» Tarea 1:
Devuelve sin cambios el fragmento del relato que empieza en las palabras "Como el rayo" y termina tras las palabras "maldiciendo mi destino.".
» Tarea 2:
Indica si cada afirmación concuerda con el relato, respondiendo sí o no y citando textualmente las palabras del relato que lo deciden: (a) Ya era de noche durante la caminata. (b) Durante la caminata se oían los pasos de cuatro pares de zapatos. (c) Los perros que ladraban estaban sueltos en la calle.
» Tarea 3:
Enumera todas las comparaciones del relato que se introducen con la palabra "como".

Como el rayo que siempre fue mi cabeza recibió un convincente golpe de mi padre que amablemente terminó la conversación. Tenían mucha razón, era ya de noche y el barrio en donde me crie no era seguro, pero, aun así, fui todo el tiempo maldiciendo mi destino.   

Y allí estábamos, con las luces intermitentes de la calle caminando en silencio, a veces con algunos intercambios de palabras entre mis padres. Solo se oía el caminar de los tres pares de zapatos. Yo trataba de adelantarme, pero era inútil, seguían como si fuera una salida al parque cuando en realidad el panorama era de carros desvalijados y perros en las casas ladrándonos. Tal vez estaban disfrutando el momento o simplemente tenían muchas cosas en la mente, cosas que con el tiempo entendería. Pero por lo mientras estábamos avanzando, callados, como los chicos del desfile que estaba viendo hace unos instantes al entrar a la villa olímpica.

Entradas de datos recopiladas:
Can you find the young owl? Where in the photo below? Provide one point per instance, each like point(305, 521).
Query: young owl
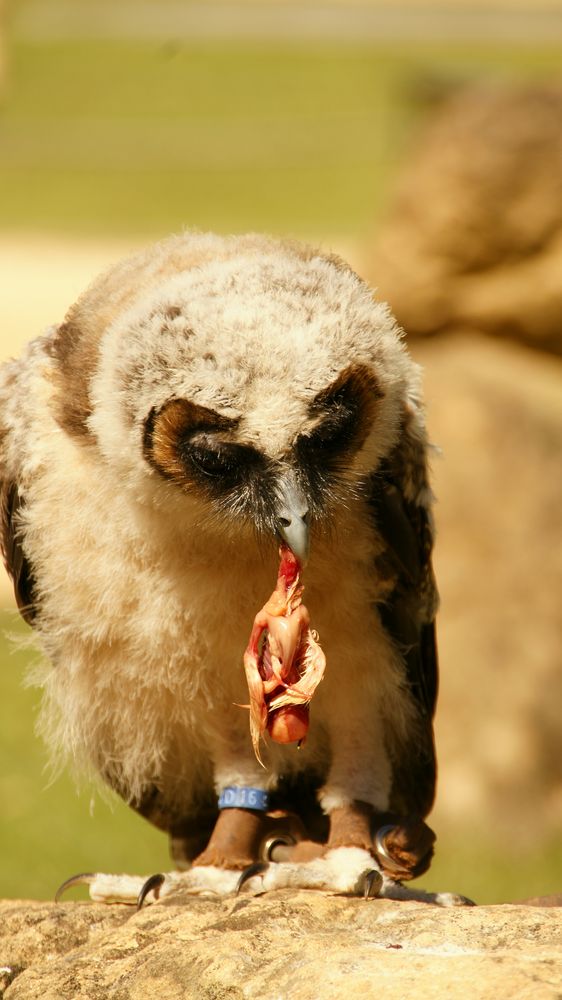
point(201, 403)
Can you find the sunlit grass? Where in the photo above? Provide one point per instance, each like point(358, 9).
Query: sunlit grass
point(135, 137)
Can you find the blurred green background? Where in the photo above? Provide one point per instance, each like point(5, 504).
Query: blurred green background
point(123, 135)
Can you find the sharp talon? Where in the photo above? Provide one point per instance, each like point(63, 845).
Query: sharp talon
point(283, 840)
point(381, 849)
point(85, 878)
point(373, 884)
point(152, 884)
point(256, 868)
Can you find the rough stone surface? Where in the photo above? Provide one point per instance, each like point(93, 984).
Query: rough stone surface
point(474, 234)
point(495, 411)
point(305, 946)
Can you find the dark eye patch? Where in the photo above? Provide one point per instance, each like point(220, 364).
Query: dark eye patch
point(345, 412)
point(219, 465)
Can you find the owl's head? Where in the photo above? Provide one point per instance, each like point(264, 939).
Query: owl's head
point(257, 380)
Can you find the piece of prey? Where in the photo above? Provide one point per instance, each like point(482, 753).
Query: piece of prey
point(283, 662)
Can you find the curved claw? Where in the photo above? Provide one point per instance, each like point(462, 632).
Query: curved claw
point(390, 863)
point(278, 847)
point(152, 884)
point(84, 878)
point(256, 868)
point(372, 883)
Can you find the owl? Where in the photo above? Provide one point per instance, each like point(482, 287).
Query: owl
point(215, 414)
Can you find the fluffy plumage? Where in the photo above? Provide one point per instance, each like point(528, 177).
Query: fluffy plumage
point(147, 444)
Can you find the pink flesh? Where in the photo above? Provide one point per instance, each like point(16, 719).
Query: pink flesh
point(283, 661)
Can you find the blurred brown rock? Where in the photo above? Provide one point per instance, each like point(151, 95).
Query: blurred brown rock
point(303, 945)
point(495, 410)
point(474, 235)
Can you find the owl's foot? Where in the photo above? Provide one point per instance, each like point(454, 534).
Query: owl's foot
point(348, 870)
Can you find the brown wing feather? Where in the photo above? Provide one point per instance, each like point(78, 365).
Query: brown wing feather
point(400, 503)
point(15, 561)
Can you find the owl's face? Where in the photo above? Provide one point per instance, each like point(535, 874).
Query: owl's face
point(261, 388)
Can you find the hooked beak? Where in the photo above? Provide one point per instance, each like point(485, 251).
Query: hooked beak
point(292, 516)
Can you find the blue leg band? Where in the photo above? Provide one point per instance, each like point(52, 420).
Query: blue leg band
point(241, 797)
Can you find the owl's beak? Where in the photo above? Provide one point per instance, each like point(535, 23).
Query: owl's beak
point(292, 516)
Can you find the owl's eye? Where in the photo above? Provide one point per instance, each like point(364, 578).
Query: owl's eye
point(216, 463)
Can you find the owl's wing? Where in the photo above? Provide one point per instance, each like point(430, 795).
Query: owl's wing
point(400, 500)
point(18, 567)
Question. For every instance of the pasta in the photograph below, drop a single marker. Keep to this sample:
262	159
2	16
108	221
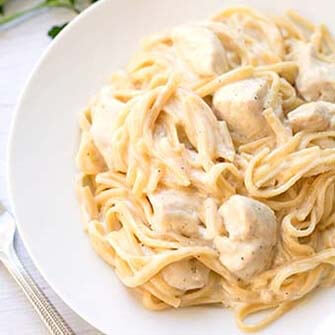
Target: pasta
208	165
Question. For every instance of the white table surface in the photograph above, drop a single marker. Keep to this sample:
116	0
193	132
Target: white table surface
20	48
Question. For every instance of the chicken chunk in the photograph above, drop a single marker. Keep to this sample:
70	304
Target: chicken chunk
188	274
201	49
313	116
253	233
104	114
241	105
316	78
176	211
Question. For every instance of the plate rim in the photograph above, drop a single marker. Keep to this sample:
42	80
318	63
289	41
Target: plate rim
9	159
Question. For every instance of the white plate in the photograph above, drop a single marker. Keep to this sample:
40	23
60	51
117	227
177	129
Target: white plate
41	169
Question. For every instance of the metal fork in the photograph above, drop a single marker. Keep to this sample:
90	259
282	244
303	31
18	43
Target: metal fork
47	312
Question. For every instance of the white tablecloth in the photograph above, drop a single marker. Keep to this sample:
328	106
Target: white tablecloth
20	48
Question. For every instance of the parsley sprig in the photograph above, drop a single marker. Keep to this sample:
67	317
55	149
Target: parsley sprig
53	31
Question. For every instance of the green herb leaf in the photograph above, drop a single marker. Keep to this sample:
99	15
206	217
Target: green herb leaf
55	30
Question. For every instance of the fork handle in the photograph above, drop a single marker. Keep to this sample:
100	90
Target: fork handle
47	312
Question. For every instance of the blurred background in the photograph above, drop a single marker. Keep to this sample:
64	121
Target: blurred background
22	42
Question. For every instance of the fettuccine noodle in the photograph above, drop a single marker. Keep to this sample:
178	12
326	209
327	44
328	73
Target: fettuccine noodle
208	165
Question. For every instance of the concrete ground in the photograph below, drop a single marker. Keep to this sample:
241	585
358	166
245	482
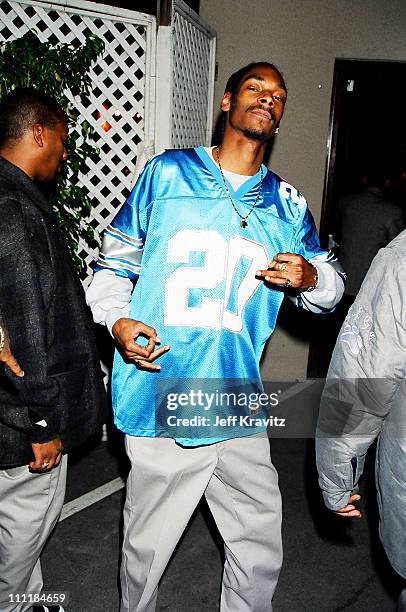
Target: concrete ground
330	564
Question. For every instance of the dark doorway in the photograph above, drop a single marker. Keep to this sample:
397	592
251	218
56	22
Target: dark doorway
367	120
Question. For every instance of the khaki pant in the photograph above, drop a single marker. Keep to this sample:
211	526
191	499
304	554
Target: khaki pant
164	487
30	505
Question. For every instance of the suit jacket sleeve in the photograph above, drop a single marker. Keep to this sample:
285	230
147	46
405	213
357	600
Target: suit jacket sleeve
31	401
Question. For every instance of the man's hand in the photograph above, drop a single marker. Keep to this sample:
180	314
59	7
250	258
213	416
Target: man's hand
126	331
8	358
289	270
47	455
350	510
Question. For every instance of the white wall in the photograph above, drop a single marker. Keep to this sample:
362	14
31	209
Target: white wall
303	38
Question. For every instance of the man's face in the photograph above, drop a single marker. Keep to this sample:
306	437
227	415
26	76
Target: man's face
258	104
52	152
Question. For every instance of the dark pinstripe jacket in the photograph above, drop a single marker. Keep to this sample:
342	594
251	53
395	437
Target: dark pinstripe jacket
43	309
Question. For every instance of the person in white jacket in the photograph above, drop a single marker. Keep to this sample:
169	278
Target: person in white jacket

» Respuesta 1:
Como el rayo que siempre fue mi cabeza recibió un convincente golpe de mi padre que amablemente terminó la conversación. Tenían mucha razón, era ya de noche y el barrio en donde me crie no era seguro, pero, aun así, fui todo el tiempo maldiciendo mi destino.

» Respuesta 2:
(a) Sí: "era ya de noche".
(b) No: "Solo se oía el caminar de los tres pares de zapatos".
(c) No: "perros en las casas ladrándonos".

» Respuesta 3:
- "Como el rayo que siempre fue mi cabeza"
- "como si fuera una salida al parque"
- "como los chicos del desfile que estaba viendo hace unos instantes al entrar a la villa olímpica"